**Coordinate annotation entries:**
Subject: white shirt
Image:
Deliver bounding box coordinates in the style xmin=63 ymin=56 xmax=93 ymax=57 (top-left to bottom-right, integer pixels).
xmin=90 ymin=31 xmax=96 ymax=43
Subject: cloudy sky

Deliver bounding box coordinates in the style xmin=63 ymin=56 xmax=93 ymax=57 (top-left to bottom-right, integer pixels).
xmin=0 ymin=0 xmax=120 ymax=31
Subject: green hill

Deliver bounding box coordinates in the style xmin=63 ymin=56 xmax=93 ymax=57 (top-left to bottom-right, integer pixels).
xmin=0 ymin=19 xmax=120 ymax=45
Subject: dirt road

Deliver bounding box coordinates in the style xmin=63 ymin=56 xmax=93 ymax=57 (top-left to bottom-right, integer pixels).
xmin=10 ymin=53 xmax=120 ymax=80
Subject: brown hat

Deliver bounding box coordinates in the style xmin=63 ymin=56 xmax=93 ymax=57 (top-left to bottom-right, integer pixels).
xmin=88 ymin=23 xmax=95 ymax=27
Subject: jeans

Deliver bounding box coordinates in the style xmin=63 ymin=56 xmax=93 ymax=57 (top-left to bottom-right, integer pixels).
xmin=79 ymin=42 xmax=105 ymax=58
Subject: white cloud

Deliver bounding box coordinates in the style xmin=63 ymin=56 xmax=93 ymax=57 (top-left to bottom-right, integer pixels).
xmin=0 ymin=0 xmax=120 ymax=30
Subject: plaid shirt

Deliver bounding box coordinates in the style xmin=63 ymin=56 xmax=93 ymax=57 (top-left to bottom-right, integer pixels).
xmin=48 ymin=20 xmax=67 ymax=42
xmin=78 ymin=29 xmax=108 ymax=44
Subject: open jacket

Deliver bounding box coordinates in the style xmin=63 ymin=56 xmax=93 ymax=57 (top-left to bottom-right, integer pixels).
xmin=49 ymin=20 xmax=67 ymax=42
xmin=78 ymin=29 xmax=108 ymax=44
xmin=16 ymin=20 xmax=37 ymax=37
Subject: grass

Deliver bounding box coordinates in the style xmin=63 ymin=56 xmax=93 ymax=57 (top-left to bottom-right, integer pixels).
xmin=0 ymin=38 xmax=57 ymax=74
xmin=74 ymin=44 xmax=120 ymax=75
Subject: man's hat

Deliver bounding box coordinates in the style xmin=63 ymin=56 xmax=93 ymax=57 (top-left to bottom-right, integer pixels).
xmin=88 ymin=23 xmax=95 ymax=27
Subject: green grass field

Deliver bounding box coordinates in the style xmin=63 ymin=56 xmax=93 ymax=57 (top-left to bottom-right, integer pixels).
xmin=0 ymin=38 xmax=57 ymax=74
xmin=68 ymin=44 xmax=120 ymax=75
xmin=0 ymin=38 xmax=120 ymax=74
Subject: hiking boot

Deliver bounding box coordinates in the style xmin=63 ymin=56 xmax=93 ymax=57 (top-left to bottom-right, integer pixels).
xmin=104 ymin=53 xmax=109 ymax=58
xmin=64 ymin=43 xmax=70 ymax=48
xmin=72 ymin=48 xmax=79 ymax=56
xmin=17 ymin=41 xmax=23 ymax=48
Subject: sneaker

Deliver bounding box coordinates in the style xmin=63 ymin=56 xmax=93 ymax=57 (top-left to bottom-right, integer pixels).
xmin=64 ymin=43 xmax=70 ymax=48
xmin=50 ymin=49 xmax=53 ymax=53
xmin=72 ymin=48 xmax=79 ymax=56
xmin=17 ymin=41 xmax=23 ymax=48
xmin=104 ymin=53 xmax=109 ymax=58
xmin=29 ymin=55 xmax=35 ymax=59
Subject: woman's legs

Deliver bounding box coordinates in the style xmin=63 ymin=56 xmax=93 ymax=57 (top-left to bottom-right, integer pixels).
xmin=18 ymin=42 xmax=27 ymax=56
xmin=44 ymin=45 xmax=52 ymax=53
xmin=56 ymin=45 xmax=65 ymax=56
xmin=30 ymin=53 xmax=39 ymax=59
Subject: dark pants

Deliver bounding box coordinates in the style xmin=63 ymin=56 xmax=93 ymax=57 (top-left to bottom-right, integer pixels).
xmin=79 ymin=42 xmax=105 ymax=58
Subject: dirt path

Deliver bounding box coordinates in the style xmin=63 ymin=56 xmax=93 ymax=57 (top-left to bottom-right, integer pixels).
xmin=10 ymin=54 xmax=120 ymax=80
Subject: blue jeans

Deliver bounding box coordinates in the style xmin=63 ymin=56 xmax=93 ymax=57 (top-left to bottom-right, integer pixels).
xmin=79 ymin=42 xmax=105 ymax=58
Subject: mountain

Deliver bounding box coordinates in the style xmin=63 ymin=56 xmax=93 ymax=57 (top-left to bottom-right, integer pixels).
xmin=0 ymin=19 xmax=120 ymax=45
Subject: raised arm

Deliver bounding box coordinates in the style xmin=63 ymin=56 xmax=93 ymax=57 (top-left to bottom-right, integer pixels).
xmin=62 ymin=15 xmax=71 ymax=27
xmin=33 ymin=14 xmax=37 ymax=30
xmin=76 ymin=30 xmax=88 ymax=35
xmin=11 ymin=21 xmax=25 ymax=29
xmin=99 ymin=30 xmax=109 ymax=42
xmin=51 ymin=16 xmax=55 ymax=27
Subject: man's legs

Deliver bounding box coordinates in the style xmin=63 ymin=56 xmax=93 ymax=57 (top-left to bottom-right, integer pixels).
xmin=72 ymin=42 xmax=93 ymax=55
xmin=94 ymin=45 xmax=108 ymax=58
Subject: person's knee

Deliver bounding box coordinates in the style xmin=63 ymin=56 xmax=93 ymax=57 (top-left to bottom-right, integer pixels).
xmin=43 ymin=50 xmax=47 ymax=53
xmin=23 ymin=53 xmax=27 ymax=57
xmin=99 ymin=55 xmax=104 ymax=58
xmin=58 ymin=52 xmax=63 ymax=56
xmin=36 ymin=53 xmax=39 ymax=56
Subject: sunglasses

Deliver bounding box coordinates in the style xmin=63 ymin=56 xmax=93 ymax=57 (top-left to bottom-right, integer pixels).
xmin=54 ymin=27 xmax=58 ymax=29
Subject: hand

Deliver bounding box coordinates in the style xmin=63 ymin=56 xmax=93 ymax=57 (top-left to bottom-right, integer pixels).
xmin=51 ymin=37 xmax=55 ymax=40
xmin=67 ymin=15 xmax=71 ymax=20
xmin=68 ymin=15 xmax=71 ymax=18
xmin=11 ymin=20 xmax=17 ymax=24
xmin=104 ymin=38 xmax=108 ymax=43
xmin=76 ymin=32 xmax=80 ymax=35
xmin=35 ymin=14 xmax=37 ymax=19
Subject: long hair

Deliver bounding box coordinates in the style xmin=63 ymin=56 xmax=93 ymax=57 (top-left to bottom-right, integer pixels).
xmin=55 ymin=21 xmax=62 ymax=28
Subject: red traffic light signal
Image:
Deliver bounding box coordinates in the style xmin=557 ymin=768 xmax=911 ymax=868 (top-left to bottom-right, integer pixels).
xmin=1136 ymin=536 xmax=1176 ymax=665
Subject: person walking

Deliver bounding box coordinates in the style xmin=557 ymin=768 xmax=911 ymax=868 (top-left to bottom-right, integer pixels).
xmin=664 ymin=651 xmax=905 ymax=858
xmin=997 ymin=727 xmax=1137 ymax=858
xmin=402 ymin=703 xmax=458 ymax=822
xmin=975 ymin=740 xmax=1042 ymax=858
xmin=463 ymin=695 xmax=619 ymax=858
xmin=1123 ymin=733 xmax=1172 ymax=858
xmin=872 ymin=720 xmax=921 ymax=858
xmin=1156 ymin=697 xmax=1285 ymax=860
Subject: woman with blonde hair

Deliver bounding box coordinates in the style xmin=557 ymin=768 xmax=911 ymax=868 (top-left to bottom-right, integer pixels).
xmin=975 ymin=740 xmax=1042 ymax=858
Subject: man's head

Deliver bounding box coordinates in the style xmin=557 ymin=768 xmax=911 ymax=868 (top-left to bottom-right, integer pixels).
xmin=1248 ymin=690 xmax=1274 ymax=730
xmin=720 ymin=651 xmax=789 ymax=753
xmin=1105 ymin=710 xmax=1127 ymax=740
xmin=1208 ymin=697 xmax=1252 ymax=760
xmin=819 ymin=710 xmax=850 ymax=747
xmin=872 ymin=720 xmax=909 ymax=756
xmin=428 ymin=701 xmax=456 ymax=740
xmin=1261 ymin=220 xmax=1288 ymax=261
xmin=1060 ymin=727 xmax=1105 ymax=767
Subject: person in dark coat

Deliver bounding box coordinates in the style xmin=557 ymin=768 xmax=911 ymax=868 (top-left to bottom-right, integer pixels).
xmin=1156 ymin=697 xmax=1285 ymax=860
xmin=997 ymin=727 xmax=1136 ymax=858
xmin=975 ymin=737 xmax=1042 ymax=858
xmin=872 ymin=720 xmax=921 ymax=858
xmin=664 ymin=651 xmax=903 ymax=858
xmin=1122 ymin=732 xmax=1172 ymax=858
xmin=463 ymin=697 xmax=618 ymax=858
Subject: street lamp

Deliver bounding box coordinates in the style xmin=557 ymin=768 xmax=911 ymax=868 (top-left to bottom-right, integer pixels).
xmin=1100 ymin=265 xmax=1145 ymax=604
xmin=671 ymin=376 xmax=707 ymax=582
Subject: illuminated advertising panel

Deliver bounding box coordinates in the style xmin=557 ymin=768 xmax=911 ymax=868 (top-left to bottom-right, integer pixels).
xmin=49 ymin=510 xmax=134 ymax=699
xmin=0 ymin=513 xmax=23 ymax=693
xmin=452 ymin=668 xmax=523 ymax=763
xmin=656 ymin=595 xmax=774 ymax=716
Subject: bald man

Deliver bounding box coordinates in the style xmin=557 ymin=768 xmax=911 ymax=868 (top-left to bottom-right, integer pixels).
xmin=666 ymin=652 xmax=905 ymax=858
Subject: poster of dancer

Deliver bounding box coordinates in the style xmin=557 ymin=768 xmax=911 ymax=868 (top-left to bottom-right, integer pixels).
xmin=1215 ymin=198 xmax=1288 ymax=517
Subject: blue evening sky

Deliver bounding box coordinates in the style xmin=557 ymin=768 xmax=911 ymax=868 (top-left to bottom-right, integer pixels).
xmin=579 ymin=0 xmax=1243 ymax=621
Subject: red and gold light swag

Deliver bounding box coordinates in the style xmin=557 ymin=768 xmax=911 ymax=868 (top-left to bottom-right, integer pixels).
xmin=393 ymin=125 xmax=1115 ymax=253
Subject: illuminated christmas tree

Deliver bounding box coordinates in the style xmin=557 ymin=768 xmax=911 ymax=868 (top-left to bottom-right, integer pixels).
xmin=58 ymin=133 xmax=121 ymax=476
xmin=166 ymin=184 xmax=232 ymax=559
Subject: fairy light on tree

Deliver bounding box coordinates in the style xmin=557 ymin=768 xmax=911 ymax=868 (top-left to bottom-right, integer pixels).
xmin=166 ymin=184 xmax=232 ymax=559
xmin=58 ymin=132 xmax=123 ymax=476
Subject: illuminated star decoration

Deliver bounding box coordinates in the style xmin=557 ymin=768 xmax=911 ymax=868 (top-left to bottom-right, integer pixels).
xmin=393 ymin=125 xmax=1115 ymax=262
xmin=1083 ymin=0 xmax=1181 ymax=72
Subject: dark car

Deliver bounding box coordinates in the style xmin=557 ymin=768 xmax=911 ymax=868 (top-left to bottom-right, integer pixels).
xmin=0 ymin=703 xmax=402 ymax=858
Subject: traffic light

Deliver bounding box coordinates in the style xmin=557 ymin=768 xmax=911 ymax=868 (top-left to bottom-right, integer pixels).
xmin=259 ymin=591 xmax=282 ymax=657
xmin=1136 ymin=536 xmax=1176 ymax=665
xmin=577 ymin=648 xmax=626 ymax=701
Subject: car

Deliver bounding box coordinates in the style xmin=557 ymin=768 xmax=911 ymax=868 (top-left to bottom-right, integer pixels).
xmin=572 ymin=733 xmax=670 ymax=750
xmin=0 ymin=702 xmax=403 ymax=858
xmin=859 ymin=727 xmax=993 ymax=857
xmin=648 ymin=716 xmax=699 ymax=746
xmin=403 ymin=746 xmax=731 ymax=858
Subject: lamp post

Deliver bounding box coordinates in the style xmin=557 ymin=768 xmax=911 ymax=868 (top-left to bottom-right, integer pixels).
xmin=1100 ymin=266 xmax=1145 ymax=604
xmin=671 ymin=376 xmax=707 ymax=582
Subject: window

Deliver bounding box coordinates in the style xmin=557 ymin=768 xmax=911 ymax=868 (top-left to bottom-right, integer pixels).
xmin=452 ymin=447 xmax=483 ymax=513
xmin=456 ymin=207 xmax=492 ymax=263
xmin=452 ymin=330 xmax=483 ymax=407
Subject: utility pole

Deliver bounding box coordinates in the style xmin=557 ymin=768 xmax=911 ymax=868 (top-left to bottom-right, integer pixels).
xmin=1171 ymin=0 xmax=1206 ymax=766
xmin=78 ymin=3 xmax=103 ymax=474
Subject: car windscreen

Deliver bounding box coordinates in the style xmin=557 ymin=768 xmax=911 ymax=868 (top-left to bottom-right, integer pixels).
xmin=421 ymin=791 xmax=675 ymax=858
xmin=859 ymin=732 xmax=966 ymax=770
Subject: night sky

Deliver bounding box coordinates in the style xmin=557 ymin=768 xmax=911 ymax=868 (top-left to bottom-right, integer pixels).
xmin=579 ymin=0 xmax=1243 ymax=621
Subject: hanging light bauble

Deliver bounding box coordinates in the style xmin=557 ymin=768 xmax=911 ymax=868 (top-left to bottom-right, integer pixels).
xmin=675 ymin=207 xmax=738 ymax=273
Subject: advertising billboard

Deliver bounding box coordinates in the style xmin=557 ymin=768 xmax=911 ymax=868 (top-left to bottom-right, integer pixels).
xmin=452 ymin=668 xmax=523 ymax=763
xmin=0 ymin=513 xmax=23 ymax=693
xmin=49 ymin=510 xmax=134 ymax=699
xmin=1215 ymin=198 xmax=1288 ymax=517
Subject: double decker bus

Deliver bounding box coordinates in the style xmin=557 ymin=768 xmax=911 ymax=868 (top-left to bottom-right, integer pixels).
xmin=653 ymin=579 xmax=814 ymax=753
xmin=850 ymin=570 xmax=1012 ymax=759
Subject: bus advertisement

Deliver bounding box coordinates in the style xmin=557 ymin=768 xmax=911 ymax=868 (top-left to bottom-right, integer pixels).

**Requirements:** Rewrite the records as a two-column CSV with columns named request and answer, one row per record, putting each in a single quoted field and replacing line breaks with spaces. Begin at the line that contains "Subject: night sky" and stop after the line that contains "xmin=850 ymin=570 xmax=1012 ymax=759", covering only those records.

**Expected answer:**
request,answer
"Subject: night sky Deliver bounding box coordinates in the style xmin=557 ymin=768 xmax=911 ymax=868 (top-left to bottom-right, integer pixels).","xmin=579 ymin=0 xmax=1243 ymax=621"
"Subject: hanging light bauble Deliver bounding box coordinates in the style xmin=557 ymin=768 xmax=911 ymax=868 (top-left to bottom-right, integer pixels).","xmin=675 ymin=207 xmax=738 ymax=273"
"Subject: advertising billboard Deliver bounding box coordinates in the style xmin=557 ymin=768 xmax=911 ymax=868 (top-left to bottom-right, integer pixels).","xmin=452 ymin=668 xmax=523 ymax=763 xmin=0 ymin=513 xmax=23 ymax=693 xmin=49 ymin=510 xmax=134 ymax=699 xmin=1215 ymin=198 xmax=1288 ymax=517"
"Subject: double decker bus Deliver bounding box coordinates in the style xmin=557 ymin=768 xmax=911 ymax=868 (top-left to bottom-right, integer pixels).","xmin=653 ymin=579 xmax=814 ymax=753 xmin=850 ymin=570 xmax=1012 ymax=759"